═══ Quoted passage ═══

Comparison between simulation and the model results: (a) Co-60, (b) Cs-137.

https://doi.org/10.1371/journal.pone.0279188.g004

By comparing the simulation results and model solutions, the accuracy of the relationship model is evaluated. When the radioactive source was Co-60, the average error and sample deviation of the solution results were 0.40% and 0.075 respectively. The average correction deviation of the scattering contribution caused by the prediction error is less than 0.16%. When the radioactive source was Cs-137, the average error and sample deviation of the solution results were 1.04% and 0.028 respectively. The average correction deviation of the scattering contribution caused by the prediction error is less than 0.21%. The results showed that the LS-SVM relational model has high calculation accuracy and can be used to establish and improve the gamma reference radiation field.

Optimized combination of physical factors through PSO method based on the trained model

After getting the trained relational model, the combination of physical factors can be optimized by PSO algorithm. With the increase of iteration times, the fitness gradually tends to be stable (Fig 5).

Download:

Fig 5.

The fitness mean values of the global best particles: (a) Co-60, (b) Cs-137.

https://doi.org/10.1371/journal.pone.0279188.g005

The results show that as the number of iterations gradually increases, the fitness drastically drops. When the radioactive source was Co-60, the minimum volume of the radiation field is 0.1488 m³. The global optimal solution corresponding D₃, D_2, W and H were 13 cm, 14 cm, 40 cm and 40 cm respectively. When the radioactive source was Cs-137, the minimum volume of the radiation field was 0.3380 m³. The global optimal solution corresponding D₃, D_2, W and H were 7 cm, 80 cm, 47 cm and 47 cm respectively. In order to test the above results, the radiation fields of the same size were simulated. The scattering contribution at the point of test are 4.98% and 4.99% respectively, which meets the requirement that the contribution of scattered photons to the total air-kerma rate does not exceed 5%. Compared with the previous results [12], D₂ increases slightly but W and H are greatly reduced. This further confirms that the effects of different physical factors are not independent.

═══

Exercise aim:
Quote the radiation field excerpt between "Optimized combination of" and "stable (Fig 5).", inclusive. The listing that follows is separate material and has no connection to the radiation field excerpt.

═══ Source information ═══

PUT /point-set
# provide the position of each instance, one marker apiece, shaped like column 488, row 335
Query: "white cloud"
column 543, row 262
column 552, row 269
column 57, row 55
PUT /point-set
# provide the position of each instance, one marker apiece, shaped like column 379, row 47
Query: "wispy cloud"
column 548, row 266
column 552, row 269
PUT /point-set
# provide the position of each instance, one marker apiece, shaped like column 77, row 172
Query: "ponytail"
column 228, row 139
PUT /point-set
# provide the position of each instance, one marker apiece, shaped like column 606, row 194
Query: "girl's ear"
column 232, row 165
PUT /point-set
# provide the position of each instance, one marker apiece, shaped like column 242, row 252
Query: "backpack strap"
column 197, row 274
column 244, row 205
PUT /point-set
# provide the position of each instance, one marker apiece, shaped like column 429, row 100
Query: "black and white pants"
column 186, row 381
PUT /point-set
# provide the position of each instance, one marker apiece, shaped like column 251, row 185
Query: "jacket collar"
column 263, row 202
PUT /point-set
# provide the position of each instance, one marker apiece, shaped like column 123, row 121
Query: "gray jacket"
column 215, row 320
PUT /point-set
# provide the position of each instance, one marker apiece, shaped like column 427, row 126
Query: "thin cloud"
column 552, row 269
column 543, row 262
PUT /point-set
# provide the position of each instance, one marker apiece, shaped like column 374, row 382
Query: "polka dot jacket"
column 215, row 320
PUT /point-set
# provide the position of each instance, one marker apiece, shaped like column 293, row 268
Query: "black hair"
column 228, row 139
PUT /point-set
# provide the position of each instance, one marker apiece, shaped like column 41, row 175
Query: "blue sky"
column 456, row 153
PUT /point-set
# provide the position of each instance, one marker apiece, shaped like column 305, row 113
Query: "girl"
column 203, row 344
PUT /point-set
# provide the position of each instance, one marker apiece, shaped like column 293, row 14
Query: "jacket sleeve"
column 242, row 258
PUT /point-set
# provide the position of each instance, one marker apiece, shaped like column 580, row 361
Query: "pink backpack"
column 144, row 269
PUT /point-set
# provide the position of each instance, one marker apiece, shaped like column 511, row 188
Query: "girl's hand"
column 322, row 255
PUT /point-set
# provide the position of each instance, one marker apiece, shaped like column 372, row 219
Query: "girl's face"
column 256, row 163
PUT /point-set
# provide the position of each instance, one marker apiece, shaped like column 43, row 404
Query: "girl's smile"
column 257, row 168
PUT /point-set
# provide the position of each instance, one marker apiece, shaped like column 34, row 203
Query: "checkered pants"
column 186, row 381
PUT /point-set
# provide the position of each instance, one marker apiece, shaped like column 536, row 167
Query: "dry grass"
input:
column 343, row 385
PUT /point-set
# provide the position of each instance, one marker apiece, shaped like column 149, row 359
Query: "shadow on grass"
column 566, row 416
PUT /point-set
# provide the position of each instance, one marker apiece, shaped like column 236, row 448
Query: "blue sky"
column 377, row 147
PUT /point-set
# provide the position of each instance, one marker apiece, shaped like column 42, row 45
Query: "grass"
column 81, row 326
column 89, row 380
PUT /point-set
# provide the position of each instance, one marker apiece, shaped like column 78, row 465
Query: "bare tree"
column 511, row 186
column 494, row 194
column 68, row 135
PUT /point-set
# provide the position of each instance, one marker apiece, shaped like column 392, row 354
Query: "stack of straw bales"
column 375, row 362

═══

Output for this exercise:
Optimized combination of physical factors through PSO method based on the trained model

After getting the trained relational model, the combination of physical factors can be optimized by PSO algorithm. With the increase of iteration times, the fitness gradually tends to be stable (Fig 5).